■ **Text block**
=== Section Start ===
Affandi was appointed as a government teacher in 1937–38. He raised the scouts troops at the local public school in Bandipora, where he worked until 1980. He was the leader of Indian contingent, which was invited to Saudi Arabia by the then Saudi Arabian King, Shah Faesal in 1967.

Affandi played as a goalkeeper for Kashmir 11 Hockey team, which participated in different matches at Lahore in 1939–40.

== Life and achievements ==
Late Shah Peerzada Ahmadullah popular by the name "Affandi Sahab" ---- Ahmadullah Afandi was born on 22 February 1922 and got his Government job as a teacher when he was just a student of class 10th, in the year 1937. His sports skills came into the eyes of an English lady at an event at M.P. School, Amira Kadal who thought Affandi was a physical instructor but after knowing that he was a student with such skills that the best teachers had, wished him to be a teacher. Her words, "I have seen such a great function in Gilwell park London (a camp site and activity centre for scouting and guiding groups)" and due to Kadal's directions, Affandi was appointed as a teacher and posted at Iskardu Gilgit (now in Pakistan).

Affandi played for the Kashmir hockey team as a goal keeper against Lahore. He emerged as a first class scout from Kashmir and attended many camps and jamborees in the United Hindustan. It was during these camps his skills came into the limelight. He was honoured by the then President of independent India, Zakir Hussain, who was so impressed by his character that he eagerly wanted to make him a cup of tea as a token of love. His words for him being, Iss Mehmaan-e-Rasool (SAW) ko main apne haathoon se bani chaai pilaaoonga and so he did. He was selected as the leader of the Indian Contingent of Hajj Delegates and during this journey by ship his philanthropic nature worked wonders for the Haajis. An elderly lady who had severe diarrhoea almost collapsed due to dehydration; her son got sick too, and Mr. Affandi took care of her. He washed her soiled clothes and nursed her. Once she recovered she wished to see this gentleman, called him and gave him many blessings and Mr. Affandi witnessed those blessings getting true at every step of his life.
=== Section End ===
■ **Activity 1**
Answer these from the text on Affandi:
(a) On what date was Affandi born?
(b) What position did Affandi play for the Kashmir hockey team?
(c) Until what year did Affandi work at the local public school in Bandipora?
■ **Activity 2**
Extend the text on Affandi, starting after its final sentence.
The records after this text on Affandi are separate material.

■ **Information shown**
=== Section Start ===
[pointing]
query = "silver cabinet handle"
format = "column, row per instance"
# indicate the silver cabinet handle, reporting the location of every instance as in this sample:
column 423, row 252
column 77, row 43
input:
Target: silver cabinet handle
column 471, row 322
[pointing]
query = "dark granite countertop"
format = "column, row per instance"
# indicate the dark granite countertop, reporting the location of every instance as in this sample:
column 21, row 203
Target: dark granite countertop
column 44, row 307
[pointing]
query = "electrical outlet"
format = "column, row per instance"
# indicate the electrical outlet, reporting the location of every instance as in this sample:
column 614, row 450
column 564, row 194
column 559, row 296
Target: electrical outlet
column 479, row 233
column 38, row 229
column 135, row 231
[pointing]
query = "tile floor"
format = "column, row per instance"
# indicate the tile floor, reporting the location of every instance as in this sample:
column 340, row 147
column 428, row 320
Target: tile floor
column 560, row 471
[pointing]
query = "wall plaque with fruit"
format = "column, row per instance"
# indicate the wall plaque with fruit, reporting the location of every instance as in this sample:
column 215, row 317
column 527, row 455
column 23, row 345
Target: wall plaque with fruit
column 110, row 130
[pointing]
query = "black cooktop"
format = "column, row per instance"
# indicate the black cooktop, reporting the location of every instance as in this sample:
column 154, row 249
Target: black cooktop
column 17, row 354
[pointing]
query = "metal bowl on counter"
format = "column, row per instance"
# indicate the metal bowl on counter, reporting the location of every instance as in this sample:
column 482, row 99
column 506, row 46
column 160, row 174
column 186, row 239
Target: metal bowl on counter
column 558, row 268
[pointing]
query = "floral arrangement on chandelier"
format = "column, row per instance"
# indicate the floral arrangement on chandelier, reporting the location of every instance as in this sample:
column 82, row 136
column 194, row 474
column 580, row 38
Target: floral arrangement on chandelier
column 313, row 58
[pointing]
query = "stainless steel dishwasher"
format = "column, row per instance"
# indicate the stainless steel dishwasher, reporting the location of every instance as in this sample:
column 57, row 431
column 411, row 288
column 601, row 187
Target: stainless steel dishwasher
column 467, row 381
=== Section End ===
■ **Task response 1**
(a) 22 February 1922
(b) Goalkeeper
(c) 1980

■ **Task response 2**
In Saudi Arabia, he was honoured by the then King of Saudi Arabia Late Mr. Shah Faesal in 1967. King Faesal presented him with many gifts - A Sony transistor, scouting badges, scarves and a Parker pen with a diamond stud on its cap. He was honoured by state awards so many times and even got an extension in his service twice after retirement. Even Ladakh region had demanded him to serve there as a scout master permanently but due to familial reasons he had to stay back and couldn't accept the offer. Despite this, he continued to train teachers (male and female), students and everyone around in all the three regions of the state. He was given the name "Baba-e-Scouting".

After retirement he served at Eaglets Public, a private school in Bandipora and taught the tiny toddlers even into his 80s. He would teach a class of almost 100 to 120 students, sitting with them teaching the very basics of learning to all of them independently. He used to go to the school on his own bicycle even in his old age and would hardly ever take a casual leave. He would believe in 'work is worship'. He was a good swimmer and had crossed The Dal and Mansbal Lakes in his green days. He would do his chores on his own and would fetch feed for the cow himself which he had reared at home.

In the year 1999, Affandi was further honoured by the then President of India Mr. K.R. Narayannan with the Silver Elephant award in recognition of his services to the Bharat Scouts and Guides movement. Once at Kashmir University's Convocation Hall, Late Mr. S.K. Sinha, the then Governor of J&K during a scouts/guides award ceremony was stunned on seeing the support of the audience who cheered (Scouting 3 claps) for Mr. Affandi for almost 10 minutes continuously. Mr Sinha appreciated him for his lifetime achievement and presented him a memento. The event was telecast live on a private local TV channel.

Affandi died on 18 February 2013 of Alzheimer's disease at the age of 91. He was buried at his native graveyard at Wanagam Bandipora. He had lived well until his last days in spite of his condition.